** Passage to read **
Political inspiration from fiction: Ahdaf Soueif

Posted on May 31, 2006


Ahdaf Soueif is perhaps the pre-eminent English language Egyptian author. However, she’s not very good. Her romanticism is forced and insipid; and the undercurrent of old money and faded aristocracy makes me faintly sick. Nevertheless, her descriptions of scenery and atmosphere are good, and I read on for great stretches with pleasure until I come up with an abrupt halt against some maudlin conversation or some incidence of anglophilia. But I mostly enjoy her attempts to animate history and politics. I’ve always had a weakness for historical fiction. I’m currently reading “The Map of Love”, set in 1901, and was suddenly struck by how little the issues have changed over the last century, as far as Egypt is concerned. Consider the following passages.

‘Would you believe,’ the Prince says sadly, ‘they are accusing me of encouraging kufr?”

** Dataset extract **

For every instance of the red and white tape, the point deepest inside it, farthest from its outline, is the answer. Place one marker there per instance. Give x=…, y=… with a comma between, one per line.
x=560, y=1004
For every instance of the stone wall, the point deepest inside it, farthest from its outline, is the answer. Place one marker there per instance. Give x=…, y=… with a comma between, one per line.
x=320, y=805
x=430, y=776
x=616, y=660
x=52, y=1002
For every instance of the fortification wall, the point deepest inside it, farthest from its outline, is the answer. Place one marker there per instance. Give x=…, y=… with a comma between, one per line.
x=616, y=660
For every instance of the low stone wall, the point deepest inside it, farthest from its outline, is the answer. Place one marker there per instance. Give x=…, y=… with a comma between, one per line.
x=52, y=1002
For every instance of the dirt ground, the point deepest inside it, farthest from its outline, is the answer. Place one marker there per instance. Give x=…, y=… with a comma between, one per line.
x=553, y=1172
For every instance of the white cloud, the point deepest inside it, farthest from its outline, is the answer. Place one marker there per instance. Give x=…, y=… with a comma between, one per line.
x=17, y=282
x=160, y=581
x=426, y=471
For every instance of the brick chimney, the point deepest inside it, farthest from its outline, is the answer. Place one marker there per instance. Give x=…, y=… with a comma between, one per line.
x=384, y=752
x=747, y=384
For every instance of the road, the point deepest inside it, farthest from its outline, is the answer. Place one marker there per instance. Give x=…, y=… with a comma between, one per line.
---
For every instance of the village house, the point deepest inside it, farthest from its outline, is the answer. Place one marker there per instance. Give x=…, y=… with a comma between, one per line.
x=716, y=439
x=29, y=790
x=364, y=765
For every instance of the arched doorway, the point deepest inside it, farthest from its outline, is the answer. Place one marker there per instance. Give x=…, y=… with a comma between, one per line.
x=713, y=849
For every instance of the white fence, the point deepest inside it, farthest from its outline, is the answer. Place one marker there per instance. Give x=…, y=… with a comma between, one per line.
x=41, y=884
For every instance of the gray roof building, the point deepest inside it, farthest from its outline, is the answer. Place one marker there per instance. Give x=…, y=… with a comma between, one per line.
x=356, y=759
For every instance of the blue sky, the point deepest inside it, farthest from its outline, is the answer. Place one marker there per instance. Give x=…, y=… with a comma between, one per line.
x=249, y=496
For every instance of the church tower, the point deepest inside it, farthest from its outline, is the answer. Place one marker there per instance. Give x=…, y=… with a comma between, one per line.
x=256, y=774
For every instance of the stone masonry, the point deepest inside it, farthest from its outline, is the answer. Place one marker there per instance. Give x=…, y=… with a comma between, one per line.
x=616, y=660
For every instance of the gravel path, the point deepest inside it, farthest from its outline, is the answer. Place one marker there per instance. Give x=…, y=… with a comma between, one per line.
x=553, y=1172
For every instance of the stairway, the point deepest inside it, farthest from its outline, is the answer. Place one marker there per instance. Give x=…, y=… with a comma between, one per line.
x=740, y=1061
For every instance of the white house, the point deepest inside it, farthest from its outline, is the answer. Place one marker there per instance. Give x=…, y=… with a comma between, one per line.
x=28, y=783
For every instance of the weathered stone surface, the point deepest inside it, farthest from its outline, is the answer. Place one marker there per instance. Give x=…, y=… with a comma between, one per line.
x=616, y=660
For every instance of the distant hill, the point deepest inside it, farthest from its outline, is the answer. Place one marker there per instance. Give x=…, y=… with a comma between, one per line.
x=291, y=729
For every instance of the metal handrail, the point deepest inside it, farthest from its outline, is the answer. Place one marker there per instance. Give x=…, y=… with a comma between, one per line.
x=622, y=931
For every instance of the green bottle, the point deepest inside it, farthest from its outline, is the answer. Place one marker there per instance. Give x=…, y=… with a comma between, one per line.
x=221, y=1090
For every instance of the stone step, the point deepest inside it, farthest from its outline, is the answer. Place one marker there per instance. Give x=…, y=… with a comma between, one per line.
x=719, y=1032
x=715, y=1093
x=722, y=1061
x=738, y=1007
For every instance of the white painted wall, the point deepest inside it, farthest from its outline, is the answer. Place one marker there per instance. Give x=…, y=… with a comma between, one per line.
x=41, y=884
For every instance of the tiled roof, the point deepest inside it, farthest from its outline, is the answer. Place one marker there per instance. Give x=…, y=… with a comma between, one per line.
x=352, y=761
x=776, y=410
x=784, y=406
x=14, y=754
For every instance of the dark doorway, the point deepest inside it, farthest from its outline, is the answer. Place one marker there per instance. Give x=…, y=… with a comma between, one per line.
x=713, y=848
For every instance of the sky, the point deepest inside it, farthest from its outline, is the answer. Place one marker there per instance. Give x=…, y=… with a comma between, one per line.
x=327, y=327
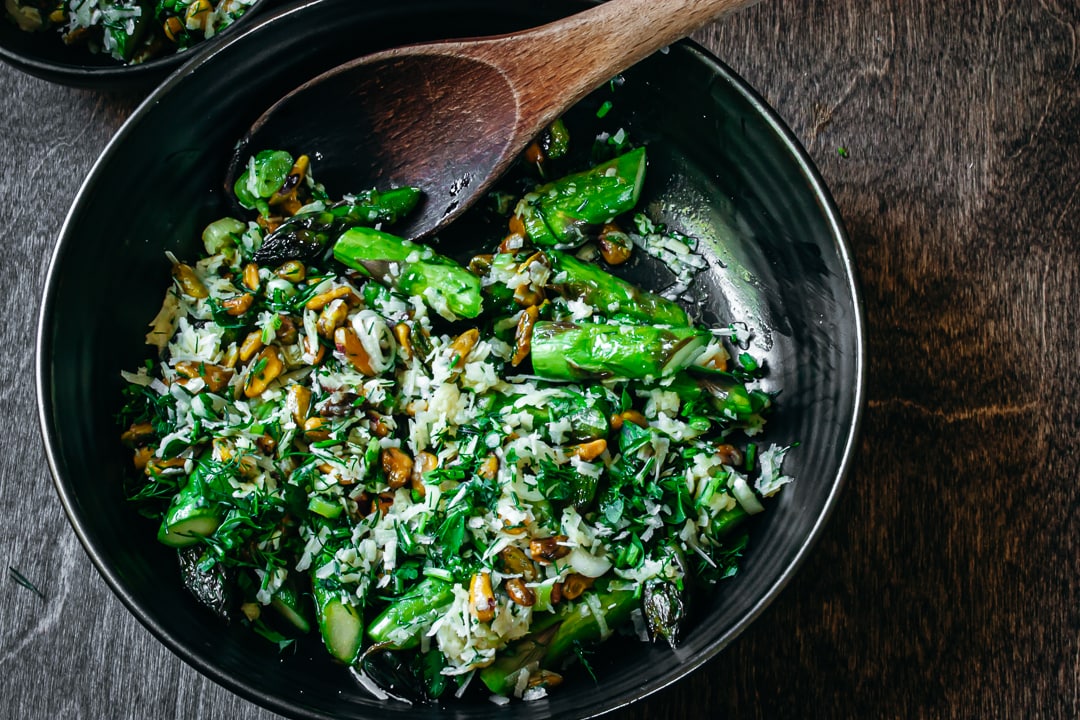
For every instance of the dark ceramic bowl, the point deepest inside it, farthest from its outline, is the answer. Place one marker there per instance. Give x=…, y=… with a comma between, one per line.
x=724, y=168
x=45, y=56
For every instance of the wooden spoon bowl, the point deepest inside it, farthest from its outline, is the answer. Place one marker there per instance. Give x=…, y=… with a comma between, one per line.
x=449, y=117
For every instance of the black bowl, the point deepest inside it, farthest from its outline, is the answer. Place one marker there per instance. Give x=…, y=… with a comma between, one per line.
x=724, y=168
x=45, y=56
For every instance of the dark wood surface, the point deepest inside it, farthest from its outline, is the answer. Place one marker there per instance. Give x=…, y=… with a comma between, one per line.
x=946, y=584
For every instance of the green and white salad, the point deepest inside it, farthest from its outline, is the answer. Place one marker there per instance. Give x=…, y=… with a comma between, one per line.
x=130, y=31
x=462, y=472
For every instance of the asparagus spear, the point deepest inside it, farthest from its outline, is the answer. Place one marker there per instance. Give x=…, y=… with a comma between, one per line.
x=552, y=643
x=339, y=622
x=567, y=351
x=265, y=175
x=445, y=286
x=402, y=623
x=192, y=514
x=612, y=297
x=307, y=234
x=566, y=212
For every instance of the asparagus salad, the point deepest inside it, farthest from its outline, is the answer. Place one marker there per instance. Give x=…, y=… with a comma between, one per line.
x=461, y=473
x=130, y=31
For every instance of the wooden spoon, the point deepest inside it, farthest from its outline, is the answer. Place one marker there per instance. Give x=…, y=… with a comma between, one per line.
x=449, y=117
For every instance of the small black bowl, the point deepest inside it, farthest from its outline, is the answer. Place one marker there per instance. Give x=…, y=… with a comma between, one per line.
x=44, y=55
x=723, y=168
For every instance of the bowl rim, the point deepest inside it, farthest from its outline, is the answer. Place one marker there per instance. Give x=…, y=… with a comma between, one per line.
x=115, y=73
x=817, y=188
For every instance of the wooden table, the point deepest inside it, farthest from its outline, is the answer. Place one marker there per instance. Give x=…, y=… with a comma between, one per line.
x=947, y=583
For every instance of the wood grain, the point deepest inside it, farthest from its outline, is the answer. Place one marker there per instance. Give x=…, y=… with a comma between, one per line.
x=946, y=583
--
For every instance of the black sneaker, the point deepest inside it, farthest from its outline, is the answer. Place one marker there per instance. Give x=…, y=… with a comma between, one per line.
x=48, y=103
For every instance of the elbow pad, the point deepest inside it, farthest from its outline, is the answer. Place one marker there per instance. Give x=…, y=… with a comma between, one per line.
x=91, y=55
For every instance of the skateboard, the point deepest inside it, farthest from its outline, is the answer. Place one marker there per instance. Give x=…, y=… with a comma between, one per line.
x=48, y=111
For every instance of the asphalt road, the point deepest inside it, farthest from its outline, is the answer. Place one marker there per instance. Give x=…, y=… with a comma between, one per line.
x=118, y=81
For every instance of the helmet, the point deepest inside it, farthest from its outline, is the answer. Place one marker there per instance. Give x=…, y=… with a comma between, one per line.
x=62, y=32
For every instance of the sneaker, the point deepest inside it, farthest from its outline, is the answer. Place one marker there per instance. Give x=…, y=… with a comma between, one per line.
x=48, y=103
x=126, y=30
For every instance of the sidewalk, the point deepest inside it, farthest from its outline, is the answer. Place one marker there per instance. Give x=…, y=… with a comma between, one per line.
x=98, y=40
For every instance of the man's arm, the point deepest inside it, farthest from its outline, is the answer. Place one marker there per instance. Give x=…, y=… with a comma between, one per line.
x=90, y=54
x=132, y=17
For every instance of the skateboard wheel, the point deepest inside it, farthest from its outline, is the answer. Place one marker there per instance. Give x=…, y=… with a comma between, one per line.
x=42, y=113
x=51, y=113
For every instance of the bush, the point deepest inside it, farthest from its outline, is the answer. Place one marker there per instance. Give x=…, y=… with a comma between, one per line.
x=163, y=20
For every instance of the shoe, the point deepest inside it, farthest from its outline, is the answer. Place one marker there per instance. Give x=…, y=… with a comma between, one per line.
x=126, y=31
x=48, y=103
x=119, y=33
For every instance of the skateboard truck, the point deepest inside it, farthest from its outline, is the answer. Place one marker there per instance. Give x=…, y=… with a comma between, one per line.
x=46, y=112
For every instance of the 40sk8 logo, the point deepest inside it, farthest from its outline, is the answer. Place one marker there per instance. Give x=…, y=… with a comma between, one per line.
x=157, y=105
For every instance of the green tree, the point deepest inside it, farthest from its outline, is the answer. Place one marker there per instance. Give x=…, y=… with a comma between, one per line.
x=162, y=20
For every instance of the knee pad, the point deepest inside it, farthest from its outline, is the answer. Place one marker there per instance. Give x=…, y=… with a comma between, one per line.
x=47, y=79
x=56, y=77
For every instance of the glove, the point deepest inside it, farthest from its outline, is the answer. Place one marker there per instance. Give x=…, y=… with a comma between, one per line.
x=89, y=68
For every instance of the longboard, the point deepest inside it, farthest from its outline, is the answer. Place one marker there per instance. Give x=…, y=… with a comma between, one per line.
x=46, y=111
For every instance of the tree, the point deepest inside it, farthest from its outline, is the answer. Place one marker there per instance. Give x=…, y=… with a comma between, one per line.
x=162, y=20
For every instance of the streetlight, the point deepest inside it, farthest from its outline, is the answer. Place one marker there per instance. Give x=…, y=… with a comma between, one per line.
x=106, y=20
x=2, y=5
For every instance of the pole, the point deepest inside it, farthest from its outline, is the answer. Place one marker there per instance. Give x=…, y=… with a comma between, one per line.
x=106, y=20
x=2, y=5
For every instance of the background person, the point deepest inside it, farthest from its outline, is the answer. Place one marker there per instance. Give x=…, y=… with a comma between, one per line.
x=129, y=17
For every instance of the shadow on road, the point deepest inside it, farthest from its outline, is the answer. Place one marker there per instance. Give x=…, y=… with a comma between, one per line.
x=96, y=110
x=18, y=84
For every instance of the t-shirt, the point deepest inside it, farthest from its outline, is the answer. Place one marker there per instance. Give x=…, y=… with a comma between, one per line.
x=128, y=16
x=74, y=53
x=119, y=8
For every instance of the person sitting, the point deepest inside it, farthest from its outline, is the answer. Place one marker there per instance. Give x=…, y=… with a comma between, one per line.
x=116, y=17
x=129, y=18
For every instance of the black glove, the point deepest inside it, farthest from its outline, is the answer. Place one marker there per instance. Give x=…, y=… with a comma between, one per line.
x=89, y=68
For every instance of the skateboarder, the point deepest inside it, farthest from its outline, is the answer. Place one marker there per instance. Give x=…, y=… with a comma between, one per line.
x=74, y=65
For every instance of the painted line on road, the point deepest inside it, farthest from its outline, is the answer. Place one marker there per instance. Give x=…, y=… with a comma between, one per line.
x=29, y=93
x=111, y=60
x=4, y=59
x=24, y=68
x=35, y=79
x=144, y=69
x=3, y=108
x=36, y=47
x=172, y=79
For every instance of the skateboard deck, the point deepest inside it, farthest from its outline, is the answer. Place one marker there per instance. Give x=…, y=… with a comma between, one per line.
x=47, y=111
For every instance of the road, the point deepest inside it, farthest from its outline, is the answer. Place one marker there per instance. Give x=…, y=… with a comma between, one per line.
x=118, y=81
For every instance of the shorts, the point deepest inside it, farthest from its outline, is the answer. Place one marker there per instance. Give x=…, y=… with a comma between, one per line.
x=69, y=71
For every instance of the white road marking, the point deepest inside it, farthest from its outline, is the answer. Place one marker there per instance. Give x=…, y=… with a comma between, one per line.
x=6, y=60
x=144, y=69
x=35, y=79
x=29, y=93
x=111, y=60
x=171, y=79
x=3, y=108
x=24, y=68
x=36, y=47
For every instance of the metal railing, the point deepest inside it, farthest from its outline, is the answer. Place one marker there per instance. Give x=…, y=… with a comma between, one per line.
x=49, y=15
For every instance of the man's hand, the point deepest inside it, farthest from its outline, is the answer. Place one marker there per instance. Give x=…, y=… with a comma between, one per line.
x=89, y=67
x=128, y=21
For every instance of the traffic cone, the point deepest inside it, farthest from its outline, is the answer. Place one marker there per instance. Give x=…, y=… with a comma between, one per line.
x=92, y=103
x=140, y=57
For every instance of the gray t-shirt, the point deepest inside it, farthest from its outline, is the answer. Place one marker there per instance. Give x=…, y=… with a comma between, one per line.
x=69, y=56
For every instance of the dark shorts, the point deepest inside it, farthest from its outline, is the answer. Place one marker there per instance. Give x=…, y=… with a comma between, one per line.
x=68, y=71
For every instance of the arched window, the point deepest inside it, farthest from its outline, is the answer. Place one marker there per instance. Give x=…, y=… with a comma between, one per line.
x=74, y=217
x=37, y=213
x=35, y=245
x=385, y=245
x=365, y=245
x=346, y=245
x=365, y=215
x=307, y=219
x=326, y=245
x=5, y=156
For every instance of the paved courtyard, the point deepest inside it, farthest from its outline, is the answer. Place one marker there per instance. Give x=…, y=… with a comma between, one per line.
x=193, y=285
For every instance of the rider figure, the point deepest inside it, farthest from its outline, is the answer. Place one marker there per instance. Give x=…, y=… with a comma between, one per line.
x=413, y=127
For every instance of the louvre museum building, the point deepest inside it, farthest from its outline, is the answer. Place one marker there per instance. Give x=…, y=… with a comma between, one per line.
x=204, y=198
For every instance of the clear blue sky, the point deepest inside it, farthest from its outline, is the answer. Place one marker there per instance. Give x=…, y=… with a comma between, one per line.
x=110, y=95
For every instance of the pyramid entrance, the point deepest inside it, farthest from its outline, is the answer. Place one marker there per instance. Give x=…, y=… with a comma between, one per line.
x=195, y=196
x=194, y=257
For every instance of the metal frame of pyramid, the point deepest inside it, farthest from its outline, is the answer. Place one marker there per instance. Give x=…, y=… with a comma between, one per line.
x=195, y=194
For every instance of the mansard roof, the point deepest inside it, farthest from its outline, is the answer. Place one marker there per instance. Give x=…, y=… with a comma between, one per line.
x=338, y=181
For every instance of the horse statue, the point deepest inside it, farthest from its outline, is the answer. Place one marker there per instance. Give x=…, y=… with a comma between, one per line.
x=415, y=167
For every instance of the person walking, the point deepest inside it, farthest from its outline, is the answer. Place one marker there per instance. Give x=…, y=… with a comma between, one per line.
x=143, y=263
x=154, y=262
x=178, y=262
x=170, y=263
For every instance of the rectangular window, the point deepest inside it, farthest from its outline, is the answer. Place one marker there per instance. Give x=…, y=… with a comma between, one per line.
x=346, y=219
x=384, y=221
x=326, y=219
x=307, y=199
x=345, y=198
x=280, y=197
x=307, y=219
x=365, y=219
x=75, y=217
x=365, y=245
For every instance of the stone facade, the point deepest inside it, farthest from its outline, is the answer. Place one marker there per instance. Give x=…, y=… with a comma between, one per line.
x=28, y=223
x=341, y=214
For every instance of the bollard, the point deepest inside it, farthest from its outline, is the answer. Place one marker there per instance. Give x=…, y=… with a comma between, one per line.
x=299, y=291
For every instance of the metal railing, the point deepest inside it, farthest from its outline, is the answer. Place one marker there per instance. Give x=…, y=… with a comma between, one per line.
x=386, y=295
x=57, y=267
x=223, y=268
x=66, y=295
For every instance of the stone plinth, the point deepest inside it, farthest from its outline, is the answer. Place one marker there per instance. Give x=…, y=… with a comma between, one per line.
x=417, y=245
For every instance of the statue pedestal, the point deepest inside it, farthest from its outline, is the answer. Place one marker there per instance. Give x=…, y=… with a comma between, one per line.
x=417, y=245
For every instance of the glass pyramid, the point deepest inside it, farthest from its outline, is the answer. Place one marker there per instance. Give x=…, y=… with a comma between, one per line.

** Short task **
Pick up the blog post on Ahdaf Soueif's "The Map of Love" right after its last line and write the next part.

** Task output **
‘Kufr, your Highness?’
‘Drawing! Sculpture! Here -’ He takes out an envelope from his pocket, draws out a letter and shakes it open. ‘Read this.’
Sharif Basha reads:

…and doubt does not enter our hearts regarding the elevated nature of your Highness’s intentions and the nobility of your aims, but we find it out duty to remind you, with all the respect that is due to…of the clear injunction against the activities that you propose to foster in the establishment Your Highness intends to set up [an art school]. This injunction is expressed in the sound Hadith of the Messenger of God – the prayers and peace of God be upon him: ‘Those who will be most severely tormented on the day of judgement are the image makers.’ Therefore, we now request that you reconsider …money can be better used to promote and strengthen our Faith which is being daily eroded by the presence in our land of the unjust and infidel Occupier…

Sharif Basha hands back the letter. “Your Highness can hardly give weight – ’
‘I have to take them seriously,’ Prince Yusuf says. ‘They could incite the people. Ya Basha, all they would have to say is that I am in collusion with the British to import evil European arts into the country, to train our young men into them…’

‘What do you propose to do?’ Sharif Basha asks.
‘I don’t know. Give me your opinion.’
‘Set up a public debate. You can wipe the floor with them.’
‘What’s the use -? ’
‘Accuse them of conspiring with the British to hold us back.’ Sharif Basha laughs at his own idea, but Prince Yusuf is troubled.
‘You cannot convince these people with logic. You have to speak to them in their own language.’

‘If you speak to them in their own language, you have already agreed to fight on their ground,’ Sharif Basha says, picking up his fork. ‘Our position should be that faith is one thing and colleges – civil institutions – are another.’
‘They will never accept that,’ Prince Yusuf Kamal objects.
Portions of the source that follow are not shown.